# Source document
#####
CBC appearances for What_to_feel,_How_to_feel

Some attention from the CBC this past weekend for What to Feel, How to Feel: (1) Fresh Air in Toronto w/ Ismaila Alfa, https://www.cbc.ca/listen/live-radio/1-193-fresh-air/clip/16156349-what-feel-how-feel-essays-neurodiversity-fatherhood. Other appearances w/ (2) Nadia Kidwai of the Weekend Morning Show of CBC Manitoba, truly a delight for me, she took such care; (3) w/ Todd O’Brien of CBC Newfoundland and Labrador’s Weekend AM; and (4) CBC Saskatchewan Weekend’s Shauna Powers. Yay!

Co-launch w/ friends of The Cost of Living (Artel Press, 2025)

At the Society Clubhouse yesterday, launch with friends went great! (My pictures of reader friends Jim Johnstone, Anna Veprinska, and Amy Leblanc not good, so not included. I was too far back and the zoom is distorty!) Sold so many books to old friends and new friends. Zee the Bookseller with her Square made everything super easy and efficient. YAY ZEE and thanks so much to The Artel Press of the UK for The Cost of Living, a beautiful collaborative book of poems (medically inspired) with Alan Bleakley.
#####
# Dataset entries
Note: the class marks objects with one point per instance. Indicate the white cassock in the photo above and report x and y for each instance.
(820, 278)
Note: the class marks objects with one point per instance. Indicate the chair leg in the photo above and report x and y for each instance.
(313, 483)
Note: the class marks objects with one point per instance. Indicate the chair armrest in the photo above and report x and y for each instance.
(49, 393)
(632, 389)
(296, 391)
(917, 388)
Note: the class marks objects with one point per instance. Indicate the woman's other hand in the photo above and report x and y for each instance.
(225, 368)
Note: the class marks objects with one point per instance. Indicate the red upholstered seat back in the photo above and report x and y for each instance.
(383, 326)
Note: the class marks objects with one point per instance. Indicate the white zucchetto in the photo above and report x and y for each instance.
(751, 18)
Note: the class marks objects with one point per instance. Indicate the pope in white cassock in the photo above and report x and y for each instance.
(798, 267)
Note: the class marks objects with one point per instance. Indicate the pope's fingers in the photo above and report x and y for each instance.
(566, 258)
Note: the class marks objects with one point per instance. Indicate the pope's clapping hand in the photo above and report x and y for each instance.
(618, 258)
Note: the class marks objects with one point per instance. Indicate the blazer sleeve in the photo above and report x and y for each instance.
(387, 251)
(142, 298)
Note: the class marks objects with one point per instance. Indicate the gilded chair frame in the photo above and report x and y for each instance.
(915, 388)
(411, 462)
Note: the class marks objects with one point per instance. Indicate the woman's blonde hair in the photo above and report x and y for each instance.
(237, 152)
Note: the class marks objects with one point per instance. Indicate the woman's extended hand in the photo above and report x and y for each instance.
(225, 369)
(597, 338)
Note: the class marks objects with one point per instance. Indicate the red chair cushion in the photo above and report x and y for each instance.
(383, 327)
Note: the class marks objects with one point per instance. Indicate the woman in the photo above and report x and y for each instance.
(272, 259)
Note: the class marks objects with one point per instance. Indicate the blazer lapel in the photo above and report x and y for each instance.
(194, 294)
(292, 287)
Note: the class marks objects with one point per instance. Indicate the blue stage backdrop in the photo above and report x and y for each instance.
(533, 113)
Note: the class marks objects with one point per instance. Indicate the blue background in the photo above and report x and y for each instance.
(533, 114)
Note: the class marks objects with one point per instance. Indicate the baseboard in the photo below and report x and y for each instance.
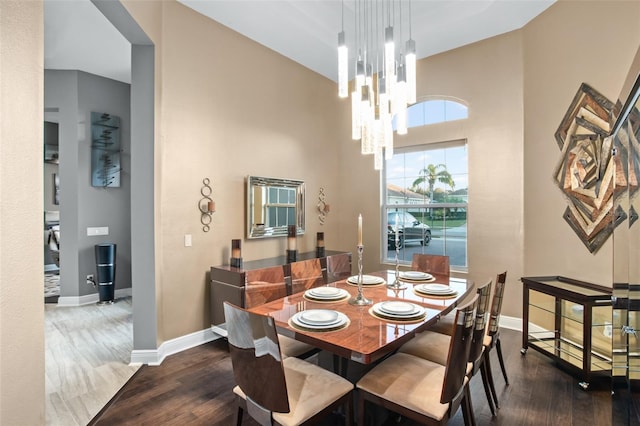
(512, 323)
(179, 344)
(88, 299)
(173, 346)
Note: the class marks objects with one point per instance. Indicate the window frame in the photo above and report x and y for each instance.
(385, 207)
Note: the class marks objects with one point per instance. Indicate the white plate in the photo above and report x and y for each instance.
(366, 279)
(415, 275)
(398, 308)
(417, 313)
(324, 292)
(441, 288)
(318, 316)
(337, 295)
(435, 291)
(339, 322)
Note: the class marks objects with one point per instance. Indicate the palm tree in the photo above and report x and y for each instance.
(431, 174)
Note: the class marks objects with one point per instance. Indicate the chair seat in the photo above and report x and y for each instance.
(295, 348)
(310, 388)
(428, 345)
(408, 381)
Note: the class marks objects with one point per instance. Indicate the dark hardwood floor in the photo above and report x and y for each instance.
(194, 388)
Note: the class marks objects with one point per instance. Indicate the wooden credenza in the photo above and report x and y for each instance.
(260, 281)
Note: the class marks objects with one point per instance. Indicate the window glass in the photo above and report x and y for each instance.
(425, 194)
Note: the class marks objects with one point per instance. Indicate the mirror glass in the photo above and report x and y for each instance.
(272, 205)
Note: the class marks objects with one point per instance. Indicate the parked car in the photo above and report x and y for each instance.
(410, 230)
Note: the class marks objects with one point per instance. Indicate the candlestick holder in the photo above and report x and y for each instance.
(320, 244)
(236, 256)
(360, 299)
(292, 256)
(397, 284)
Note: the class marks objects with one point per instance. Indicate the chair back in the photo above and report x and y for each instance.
(264, 285)
(496, 305)
(456, 368)
(480, 326)
(256, 359)
(431, 263)
(305, 274)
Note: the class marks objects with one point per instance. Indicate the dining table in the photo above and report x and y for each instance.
(366, 334)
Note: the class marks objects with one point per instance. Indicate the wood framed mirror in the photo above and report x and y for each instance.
(272, 205)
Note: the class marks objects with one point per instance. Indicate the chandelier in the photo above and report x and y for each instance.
(384, 82)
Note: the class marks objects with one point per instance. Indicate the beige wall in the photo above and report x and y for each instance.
(561, 52)
(488, 77)
(216, 120)
(518, 87)
(227, 108)
(21, 205)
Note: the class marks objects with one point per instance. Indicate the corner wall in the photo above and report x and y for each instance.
(572, 42)
(227, 108)
(22, 384)
(487, 76)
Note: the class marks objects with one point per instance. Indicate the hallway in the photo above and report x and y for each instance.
(87, 353)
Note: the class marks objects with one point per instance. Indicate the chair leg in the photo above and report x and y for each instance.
(467, 408)
(239, 416)
(349, 411)
(361, 403)
(499, 349)
(487, 391)
(487, 364)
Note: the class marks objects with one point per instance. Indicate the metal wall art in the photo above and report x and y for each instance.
(105, 150)
(586, 172)
(323, 207)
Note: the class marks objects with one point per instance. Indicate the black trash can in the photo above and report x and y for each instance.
(106, 268)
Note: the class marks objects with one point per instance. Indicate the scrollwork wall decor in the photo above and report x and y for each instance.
(323, 207)
(586, 170)
(206, 205)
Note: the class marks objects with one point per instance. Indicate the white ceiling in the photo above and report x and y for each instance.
(78, 36)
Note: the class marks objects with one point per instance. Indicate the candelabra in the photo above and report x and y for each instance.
(360, 299)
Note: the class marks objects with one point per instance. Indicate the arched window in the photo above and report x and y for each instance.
(434, 111)
(425, 192)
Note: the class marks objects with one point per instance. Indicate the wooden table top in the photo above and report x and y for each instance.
(367, 338)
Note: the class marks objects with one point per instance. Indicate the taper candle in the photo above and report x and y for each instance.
(291, 238)
(397, 226)
(236, 249)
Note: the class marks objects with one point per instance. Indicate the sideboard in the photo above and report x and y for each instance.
(259, 281)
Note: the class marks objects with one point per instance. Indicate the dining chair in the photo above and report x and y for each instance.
(492, 337)
(265, 285)
(434, 346)
(273, 389)
(422, 390)
(305, 274)
(431, 263)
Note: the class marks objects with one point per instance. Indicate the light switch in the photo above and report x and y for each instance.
(101, 230)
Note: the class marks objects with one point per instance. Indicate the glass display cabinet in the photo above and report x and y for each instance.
(569, 321)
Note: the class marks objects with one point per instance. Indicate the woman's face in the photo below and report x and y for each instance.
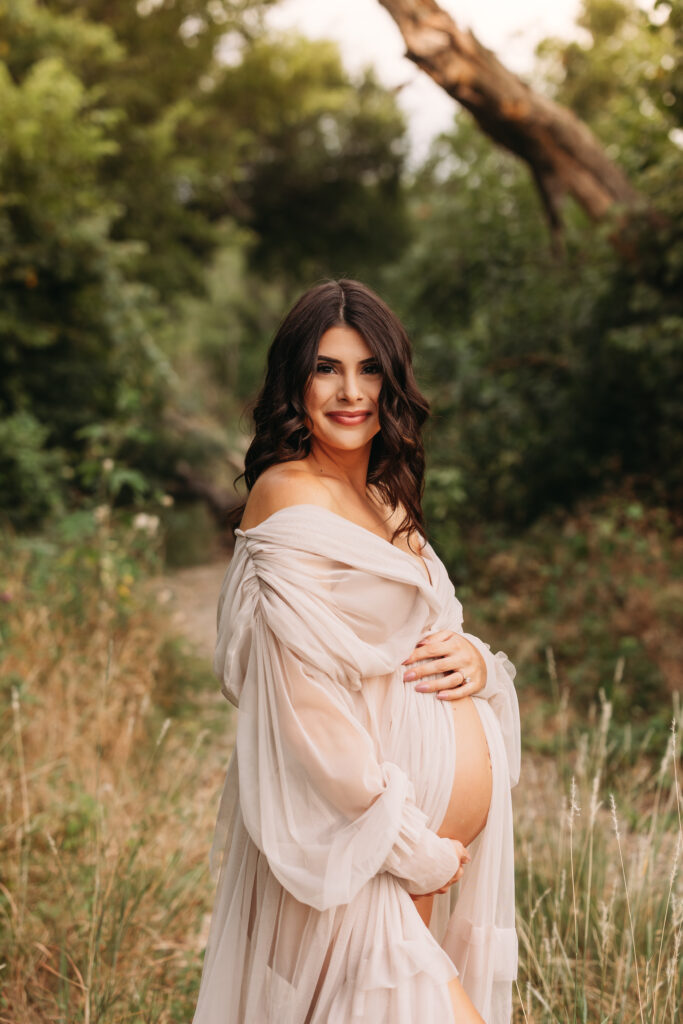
(342, 397)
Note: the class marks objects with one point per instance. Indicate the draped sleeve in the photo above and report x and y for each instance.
(502, 696)
(499, 690)
(327, 813)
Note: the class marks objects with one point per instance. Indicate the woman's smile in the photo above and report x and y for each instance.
(348, 419)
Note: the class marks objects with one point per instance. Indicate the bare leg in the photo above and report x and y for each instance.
(423, 905)
(463, 1008)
#####
# Exercise 1
List every CBC host named in the post about CBC appearances and the book launch.
# Exercise 2
According to the post about CBC appearances and the book launch, why were the pictures of the reader friends left out?
# Exercise 3
Pick up the post about CBC appearances and the book launch after its last sentence and continue it.

# Exercise response 1
Ismaila Alfa, Nadia Kidwai, Todd O’Brien, Shauna Powers

# Exercise response 2
The pictures of Jim Johnstone, Anna Veprinska, and Amy Leblanc weren't good. The writer was too far back, and the zoom distorted them.

# Exercise response 3
Good News — F.E.L. Priestley Prize citation

More good news: I’ve been named in the Priestley Prize, English Studies in Canada‘s award for ‘best’ essay published in the previous year’s issues. The essay brings forward Keats’ Negative Capability and Bayes’ Theorem to demonstrate how poetry can assist medical students to tolerate diagnostic ambiguity. That the judges specifically identify the “clear, actionable, and tangible social outcomes” that might come with broader poetic reasoning in medicine made me wonder if my dream might actually come true – a lyrical medicine brought into being in Canada.

COVER REVEAL

My hybrid verse novel concerning Willard, an intellectually disabled man, and a white-tailed buck, set at the dawn of the Cold War in southwestern New Brunswick. Damn, Julie Scriver does beautiful work.